Saved entries
--- START ---
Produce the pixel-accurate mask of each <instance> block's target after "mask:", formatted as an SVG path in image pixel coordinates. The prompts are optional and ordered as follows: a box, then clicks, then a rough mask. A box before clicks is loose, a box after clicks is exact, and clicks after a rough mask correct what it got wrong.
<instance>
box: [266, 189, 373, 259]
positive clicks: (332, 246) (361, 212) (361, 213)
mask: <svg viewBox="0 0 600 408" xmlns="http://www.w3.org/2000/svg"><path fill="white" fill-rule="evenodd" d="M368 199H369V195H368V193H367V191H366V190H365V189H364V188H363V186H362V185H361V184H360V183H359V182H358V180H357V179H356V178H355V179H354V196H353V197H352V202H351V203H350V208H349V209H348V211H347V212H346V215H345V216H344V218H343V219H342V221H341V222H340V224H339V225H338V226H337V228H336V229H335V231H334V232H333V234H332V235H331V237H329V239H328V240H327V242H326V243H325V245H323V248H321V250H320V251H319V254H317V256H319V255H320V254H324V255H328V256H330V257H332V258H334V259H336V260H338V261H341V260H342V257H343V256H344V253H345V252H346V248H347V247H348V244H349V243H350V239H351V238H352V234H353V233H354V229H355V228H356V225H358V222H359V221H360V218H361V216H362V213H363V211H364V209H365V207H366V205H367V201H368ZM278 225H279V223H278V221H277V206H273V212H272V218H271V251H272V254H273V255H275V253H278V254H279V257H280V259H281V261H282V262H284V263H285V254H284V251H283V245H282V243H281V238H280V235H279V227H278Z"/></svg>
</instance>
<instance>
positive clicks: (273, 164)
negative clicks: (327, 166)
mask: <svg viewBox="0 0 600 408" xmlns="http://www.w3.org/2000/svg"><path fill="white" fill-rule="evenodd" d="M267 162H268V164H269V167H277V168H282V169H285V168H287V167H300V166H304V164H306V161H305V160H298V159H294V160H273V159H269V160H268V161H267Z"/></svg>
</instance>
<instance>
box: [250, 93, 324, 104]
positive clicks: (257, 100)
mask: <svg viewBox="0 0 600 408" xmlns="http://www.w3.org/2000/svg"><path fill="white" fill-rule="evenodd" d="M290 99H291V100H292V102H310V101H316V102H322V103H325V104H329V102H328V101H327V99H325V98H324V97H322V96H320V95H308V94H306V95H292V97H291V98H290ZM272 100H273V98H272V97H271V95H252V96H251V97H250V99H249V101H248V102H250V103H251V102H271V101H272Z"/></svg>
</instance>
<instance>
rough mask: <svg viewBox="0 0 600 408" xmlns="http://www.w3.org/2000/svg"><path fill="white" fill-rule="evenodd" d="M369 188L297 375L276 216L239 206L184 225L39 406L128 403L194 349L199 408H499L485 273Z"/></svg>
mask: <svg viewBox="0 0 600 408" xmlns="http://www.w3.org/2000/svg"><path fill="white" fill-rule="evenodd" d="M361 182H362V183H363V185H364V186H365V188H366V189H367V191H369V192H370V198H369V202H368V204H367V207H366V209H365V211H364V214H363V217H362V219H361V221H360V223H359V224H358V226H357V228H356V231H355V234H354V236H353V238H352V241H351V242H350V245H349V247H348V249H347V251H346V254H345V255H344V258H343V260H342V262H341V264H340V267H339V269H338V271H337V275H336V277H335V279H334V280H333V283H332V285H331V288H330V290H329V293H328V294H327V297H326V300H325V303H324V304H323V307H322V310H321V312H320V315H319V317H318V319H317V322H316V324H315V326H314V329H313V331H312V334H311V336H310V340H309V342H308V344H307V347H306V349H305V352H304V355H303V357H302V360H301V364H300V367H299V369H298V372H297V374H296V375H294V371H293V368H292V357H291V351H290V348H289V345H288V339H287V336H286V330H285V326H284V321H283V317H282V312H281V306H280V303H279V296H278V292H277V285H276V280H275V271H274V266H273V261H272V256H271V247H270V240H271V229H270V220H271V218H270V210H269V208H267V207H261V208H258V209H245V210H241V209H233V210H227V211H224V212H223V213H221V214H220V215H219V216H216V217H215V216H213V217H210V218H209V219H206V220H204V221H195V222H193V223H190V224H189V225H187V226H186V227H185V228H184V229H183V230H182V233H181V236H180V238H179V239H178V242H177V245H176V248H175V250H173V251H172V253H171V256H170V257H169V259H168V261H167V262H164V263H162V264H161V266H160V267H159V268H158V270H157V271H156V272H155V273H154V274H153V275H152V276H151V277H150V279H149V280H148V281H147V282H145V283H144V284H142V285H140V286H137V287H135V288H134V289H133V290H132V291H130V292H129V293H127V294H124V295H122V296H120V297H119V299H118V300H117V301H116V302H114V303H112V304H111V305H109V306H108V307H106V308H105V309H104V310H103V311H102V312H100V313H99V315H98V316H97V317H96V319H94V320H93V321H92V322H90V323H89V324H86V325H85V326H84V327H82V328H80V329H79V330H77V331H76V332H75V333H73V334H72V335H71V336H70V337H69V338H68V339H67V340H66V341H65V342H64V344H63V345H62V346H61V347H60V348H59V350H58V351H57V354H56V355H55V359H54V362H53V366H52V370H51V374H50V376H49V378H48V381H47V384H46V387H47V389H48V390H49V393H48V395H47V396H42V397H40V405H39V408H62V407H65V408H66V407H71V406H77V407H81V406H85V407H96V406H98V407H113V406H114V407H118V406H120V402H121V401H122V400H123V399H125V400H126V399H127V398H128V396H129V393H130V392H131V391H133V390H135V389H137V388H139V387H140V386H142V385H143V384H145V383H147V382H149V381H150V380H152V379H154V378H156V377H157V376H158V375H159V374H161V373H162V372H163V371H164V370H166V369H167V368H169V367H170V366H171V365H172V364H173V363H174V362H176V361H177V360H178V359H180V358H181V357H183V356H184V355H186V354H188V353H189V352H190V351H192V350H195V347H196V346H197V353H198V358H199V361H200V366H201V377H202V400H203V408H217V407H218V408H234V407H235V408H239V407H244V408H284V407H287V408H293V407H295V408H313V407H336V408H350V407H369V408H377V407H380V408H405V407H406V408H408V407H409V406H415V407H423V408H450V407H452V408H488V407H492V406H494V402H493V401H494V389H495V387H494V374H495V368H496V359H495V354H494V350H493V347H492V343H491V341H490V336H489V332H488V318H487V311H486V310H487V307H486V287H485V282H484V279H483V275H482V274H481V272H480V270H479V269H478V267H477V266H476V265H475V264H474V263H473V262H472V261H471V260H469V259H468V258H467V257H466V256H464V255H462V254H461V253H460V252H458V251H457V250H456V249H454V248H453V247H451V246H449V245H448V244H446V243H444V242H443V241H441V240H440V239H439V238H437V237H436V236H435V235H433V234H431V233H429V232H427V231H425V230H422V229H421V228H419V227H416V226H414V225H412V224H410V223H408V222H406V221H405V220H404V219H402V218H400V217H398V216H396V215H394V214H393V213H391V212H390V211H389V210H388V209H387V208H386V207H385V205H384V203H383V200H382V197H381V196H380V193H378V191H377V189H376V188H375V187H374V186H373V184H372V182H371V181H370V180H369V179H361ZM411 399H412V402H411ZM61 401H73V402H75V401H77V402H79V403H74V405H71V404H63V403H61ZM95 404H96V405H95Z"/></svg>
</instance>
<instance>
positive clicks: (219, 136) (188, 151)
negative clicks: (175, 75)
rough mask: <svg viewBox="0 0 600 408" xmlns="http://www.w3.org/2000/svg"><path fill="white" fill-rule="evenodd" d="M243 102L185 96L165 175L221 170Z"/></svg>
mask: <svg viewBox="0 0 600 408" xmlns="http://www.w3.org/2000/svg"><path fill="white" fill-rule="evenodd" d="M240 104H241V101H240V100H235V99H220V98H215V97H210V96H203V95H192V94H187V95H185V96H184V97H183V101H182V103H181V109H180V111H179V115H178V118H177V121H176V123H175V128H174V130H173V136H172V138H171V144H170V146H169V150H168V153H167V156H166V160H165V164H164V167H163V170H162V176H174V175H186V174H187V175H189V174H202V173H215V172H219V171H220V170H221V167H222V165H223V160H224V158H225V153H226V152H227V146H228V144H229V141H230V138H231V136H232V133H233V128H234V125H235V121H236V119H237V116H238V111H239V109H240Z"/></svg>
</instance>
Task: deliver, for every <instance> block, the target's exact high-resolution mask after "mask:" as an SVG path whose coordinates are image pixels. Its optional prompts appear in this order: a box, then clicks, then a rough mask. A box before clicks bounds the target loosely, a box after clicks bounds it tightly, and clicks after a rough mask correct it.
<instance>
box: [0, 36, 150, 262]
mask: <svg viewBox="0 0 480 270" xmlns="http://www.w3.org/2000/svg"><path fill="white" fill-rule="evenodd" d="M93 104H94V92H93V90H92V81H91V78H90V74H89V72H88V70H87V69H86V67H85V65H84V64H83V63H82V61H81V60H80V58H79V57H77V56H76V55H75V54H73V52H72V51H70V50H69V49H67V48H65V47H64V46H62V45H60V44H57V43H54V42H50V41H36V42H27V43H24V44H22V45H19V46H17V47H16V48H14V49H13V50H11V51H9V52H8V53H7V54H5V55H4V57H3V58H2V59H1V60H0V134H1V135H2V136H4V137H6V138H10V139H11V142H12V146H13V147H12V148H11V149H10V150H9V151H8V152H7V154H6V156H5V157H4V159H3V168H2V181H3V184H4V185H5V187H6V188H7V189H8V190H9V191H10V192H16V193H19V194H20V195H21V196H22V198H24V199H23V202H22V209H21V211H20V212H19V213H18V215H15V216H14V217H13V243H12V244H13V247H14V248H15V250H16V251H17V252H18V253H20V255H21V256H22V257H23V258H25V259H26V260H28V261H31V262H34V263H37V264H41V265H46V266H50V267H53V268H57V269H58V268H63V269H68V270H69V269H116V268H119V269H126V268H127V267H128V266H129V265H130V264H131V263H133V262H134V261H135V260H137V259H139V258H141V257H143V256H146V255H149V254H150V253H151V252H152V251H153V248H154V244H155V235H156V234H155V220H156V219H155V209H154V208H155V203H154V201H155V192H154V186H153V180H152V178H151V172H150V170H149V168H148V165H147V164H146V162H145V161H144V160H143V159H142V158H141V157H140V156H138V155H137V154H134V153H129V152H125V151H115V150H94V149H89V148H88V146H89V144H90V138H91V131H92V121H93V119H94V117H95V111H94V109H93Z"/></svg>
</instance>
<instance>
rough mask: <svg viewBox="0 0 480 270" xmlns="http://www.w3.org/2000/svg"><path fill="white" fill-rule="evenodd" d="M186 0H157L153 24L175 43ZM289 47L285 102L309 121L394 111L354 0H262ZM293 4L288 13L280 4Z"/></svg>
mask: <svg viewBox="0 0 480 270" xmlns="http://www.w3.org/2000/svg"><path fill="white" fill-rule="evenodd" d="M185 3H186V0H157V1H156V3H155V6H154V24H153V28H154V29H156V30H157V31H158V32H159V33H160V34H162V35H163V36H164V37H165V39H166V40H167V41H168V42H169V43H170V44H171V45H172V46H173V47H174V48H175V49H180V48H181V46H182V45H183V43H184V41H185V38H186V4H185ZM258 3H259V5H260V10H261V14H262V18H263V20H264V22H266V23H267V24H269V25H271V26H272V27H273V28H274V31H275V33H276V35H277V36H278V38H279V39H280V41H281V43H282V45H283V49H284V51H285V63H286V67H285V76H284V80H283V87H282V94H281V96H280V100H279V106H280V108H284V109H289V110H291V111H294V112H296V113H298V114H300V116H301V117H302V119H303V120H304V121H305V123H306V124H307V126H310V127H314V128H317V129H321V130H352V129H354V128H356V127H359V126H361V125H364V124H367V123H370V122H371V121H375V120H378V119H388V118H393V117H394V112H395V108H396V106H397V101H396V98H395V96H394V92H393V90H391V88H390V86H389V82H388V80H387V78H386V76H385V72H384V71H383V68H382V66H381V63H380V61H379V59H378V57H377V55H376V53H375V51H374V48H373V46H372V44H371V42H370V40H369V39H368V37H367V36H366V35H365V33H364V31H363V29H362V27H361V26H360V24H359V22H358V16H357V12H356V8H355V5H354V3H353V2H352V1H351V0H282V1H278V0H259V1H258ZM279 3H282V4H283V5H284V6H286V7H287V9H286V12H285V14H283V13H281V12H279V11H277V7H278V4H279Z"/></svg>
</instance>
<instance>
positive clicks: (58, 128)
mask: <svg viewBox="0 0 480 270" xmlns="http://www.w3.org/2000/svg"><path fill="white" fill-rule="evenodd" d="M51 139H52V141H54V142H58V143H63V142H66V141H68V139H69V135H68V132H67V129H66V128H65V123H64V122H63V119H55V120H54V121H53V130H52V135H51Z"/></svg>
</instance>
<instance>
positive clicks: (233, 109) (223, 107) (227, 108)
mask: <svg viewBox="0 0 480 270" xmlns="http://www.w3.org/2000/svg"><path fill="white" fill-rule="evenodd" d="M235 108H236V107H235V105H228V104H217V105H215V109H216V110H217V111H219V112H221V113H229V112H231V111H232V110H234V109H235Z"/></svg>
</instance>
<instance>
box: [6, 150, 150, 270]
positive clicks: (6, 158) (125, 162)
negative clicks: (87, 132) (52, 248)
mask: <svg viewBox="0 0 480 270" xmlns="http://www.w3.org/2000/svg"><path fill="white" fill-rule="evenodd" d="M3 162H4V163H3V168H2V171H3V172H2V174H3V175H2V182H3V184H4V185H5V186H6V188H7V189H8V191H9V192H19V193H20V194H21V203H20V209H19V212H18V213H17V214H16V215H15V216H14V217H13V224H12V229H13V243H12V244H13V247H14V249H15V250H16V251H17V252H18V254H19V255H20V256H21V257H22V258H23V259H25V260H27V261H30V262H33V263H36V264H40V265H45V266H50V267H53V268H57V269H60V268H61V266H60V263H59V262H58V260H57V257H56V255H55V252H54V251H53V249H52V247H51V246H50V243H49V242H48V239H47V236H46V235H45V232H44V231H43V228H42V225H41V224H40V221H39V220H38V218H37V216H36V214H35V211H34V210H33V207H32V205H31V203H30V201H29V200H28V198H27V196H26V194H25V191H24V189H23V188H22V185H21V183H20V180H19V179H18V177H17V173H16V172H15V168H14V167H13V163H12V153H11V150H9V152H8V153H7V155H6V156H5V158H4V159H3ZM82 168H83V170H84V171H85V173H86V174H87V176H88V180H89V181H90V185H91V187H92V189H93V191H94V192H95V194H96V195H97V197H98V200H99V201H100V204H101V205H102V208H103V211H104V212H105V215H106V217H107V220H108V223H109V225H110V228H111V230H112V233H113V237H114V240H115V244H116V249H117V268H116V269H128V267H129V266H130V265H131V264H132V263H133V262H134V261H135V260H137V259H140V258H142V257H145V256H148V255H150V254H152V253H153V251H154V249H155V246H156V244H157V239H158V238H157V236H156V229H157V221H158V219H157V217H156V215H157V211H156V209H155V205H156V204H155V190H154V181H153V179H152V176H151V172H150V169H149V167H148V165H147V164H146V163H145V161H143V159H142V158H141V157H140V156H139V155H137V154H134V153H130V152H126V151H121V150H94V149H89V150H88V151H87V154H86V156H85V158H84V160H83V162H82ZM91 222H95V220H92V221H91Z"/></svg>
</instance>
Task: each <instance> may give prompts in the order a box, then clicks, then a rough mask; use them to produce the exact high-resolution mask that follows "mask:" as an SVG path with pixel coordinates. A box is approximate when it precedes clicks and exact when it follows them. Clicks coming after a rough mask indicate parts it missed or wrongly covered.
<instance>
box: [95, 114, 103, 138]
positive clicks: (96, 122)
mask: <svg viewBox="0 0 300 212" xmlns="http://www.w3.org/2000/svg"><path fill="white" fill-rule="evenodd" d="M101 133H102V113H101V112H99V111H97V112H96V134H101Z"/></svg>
--- END ---
### EXERCISE DESCRIPTION
Your answer must be the data above, copied exactly from its first line through the line containing "positive clicks: (273, 164)", and nothing more.

### RESULT BELOW
Produce the pixel-accurate mask of each <instance> block's target after "mask:", formatted as an SVG path in image pixel coordinates. The prompts are optional and ordered as follows: a box, then clicks, then a rough mask. A box before clicks is loose, a box after clicks is exact, and clicks after a rough mask correct what it got wrong.
<instance>
box: [266, 189, 373, 259]
positive clicks: (332, 246) (361, 212) (361, 213)
mask: <svg viewBox="0 0 600 408" xmlns="http://www.w3.org/2000/svg"><path fill="white" fill-rule="evenodd" d="M368 199H369V195H368V193H367V191H366V190H365V189H364V188H363V186H362V185H361V184H360V183H359V182H358V180H357V179H356V178H355V179H354V196H353V197H352V202H351V203H350V208H349V209H348V211H347V212H346V215H345V216H344V218H343V219H342V221H341V222H340V224H339V225H338V226H337V228H336V229H335V231H334V232H333V234H332V235H331V237H329V239H328V240H327V242H326V243H325V245H323V248H321V250H320V251H319V254H317V256H319V255H320V254H324V255H328V256H330V257H332V258H334V259H336V260H338V261H341V260H342V257H343V256H344V253H345V252H346V248H347V247H348V244H349V243H350V239H351V238H352V234H353V233H354V229H355V228H356V225H358V222H359V221H360V218H361V216H362V213H363V211H364V209H365V207H366V205H367V201H368ZM278 225H279V223H278V221H277V206H273V212H272V218H271V251H272V254H273V255H275V253H278V254H279V257H280V259H281V261H282V262H284V263H285V254H284V251H283V245H282V243H281V238H280V235H279V227H278Z"/></svg>
</instance>
<instance>
positive clicks: (273, 164)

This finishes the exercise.